TASK BRIEF - Could each record be restated word for word?

[Saved entries]
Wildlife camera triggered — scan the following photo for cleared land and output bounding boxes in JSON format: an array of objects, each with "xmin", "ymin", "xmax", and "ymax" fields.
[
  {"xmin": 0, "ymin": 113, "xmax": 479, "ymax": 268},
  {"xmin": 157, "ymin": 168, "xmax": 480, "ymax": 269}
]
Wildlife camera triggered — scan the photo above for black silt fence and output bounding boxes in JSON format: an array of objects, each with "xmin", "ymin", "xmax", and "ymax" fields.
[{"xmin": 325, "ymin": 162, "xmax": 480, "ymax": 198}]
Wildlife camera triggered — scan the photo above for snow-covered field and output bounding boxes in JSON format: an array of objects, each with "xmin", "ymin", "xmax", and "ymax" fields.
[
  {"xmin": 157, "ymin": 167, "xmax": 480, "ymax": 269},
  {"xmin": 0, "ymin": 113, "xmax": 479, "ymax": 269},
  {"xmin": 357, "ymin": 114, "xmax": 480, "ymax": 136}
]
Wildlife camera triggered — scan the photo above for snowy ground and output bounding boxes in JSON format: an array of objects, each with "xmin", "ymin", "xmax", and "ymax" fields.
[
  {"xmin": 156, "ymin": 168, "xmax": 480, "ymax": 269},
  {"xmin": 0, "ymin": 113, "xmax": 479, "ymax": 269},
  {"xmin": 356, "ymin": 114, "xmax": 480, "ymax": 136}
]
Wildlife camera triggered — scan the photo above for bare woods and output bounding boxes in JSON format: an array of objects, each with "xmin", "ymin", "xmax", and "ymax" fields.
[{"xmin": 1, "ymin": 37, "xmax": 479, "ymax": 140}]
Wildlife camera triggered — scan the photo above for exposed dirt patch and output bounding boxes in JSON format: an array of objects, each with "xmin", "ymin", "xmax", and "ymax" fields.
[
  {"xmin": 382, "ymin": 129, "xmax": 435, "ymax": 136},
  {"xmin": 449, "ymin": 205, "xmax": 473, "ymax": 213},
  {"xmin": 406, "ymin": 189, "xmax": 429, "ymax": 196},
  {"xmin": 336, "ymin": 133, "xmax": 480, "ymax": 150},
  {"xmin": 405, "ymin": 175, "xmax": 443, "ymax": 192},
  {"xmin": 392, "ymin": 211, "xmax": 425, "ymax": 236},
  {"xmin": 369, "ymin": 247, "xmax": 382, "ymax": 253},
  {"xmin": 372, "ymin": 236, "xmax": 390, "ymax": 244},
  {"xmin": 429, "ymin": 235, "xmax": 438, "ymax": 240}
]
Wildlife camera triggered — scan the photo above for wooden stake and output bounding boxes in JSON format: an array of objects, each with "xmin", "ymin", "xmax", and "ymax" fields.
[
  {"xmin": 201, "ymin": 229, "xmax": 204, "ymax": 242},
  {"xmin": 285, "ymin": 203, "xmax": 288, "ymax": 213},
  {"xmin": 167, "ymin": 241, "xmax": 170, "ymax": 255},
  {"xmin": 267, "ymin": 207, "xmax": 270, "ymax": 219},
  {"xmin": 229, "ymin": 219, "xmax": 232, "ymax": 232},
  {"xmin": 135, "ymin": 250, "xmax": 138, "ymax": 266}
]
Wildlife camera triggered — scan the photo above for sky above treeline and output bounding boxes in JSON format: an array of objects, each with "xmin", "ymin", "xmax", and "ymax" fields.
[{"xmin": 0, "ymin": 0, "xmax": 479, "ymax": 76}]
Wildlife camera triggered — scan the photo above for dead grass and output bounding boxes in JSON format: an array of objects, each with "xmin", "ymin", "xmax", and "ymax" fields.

SOLUTION FOR THIS EXERCISE -
Wildlife camera triggered — scan the following photo for cleared land and output bounding boxes in JSON format: an array of objects, each with "xmin", "ymin", "xmax", and "ymax" fields.
[
  {"xmin": 0, "ymin": 113, "xmax": 479, "ymax": 268},
  {"xmin": 157, "ymin": 168, "xmax": 480, "ymax": 269}
]
Wildlife camera triggered — scan the photo above for black silt fence and output bounding boxes in JSON format: an array of objects, each with "xmin", "ymin", "xmax", and "ymax" fields.
[{"xmin": 325, "ymin": 162, "xmax": 480, "ymax": 198}]
Wildlife camera triggered — scan the photo above for snow-covered field and output bounding boxes in JSON format: an array of objects, each with "xmin", "ymin", "xmax", and "ymax" fields.
[
  {"xmin": 157, "ymin": 167, "xmax": 480, "ymax": 269},
  {"xmin": 0, "ymin": 113, "xmax": 479, "ymax": 269},
  {"xmin": 357, "ymin": 114, "xmax": 480, "ymax": 136}
]
Wildlife camera triggered — scan the photo above for snowy ground and output bounding boxes in JSON format: an array of objects, each with "xmin", "ymin", "xmax", and "ymax" fields.
[
  {"xmin": 156, "ymin": 168, "xmax": 480, "ymax": 269},
  {"xmin": 0, "ymin": 113, "xmax": 479, "ymax": 269},
  {"xmin": 356, "ymin": 114, "xmax": 480, "ymax": 136}
]
Wildlife camera triggered — scan the photo above for bare woods and output bounding boxes in JSON format: an array of objects, each with "xmin", "ymin", "xmax", and "ymax" fields.
[{"xmin": 1, "ymin": 37, "xmax": 479, "ymax": 140}]
Wildlife camera triggered — scan the photo above for exposed dirt patch and output bounding boxes in JSON format: an array of objects, each with "xmin", "ymin", "xmax", and "ymax" fields.
[
  {"xmin": 382, "ymin": 129, "xmax": 435, "ymax": 136},
  {"xmin": 449, "ymin": 205, "xmax": 473, "ymax": 213},
  {"xmin": 406, "ymin": 189, "xmax": 429, "ymax": 196},
  {"xmin": 336, "ymin": 133, "xmax": 480, "ymax": 150},
  {"xmin": 405, "ymin": 175, "xmax": 443, "ymax": 192},
  {"xmin": 392, "ymin": 211, "xmax": 425, "ymax": 236},
  {"xmin": 369, "ymin": 247, "xmax": 382, "ymax": 253},
  {"xmin": 372, "ymin": 236, "xmax": 390, "ymax": 244},
  {"xmin": 429, "ymin": 235, "xmax": 438, "ymax": 240}
]
Wildlife camera triggered — scan the photo above for wooden stake and output bounding boxes in JSON format: an array of objects, each with "xmin", "ymin", "xmax", and "ymax" fields.
[
  {"xmin": 201, "ymin": 229, "xmax": 204, "ymax": 242},
  {"xmin": 285, "ymin": 203, "xmax": 288, "ymax": 213},
  {"xmin": 167, "ymin": 241, "xmax": 170, "ymax": 255},
  {"xmin": 267, "ymin": 207, "xmax": 270, "ymax": 219},
  {"xmin": 229, "ymin": 219, "xmax": 232, "ymax": 232},
  {"xmin": 135, "ymin": 250, "xmax": 138, "ymax": 266}
]
Wildlife camera triggered — scan the photo above for sky above treeline and output bounding boxes in JSON format: an array of objects, each with "xmin", "ymin", "xmax", and "ymax" fields.
[{"xmin": 0, "ymin": 0, "xmax": 479, "ymax": 76}]
Wildlife camera triggered — scan the photo above for dead grass and output bounding boxes in JSON format: an array of objects, each with "xmin", "ymin", "xmax", and "ymax" fields.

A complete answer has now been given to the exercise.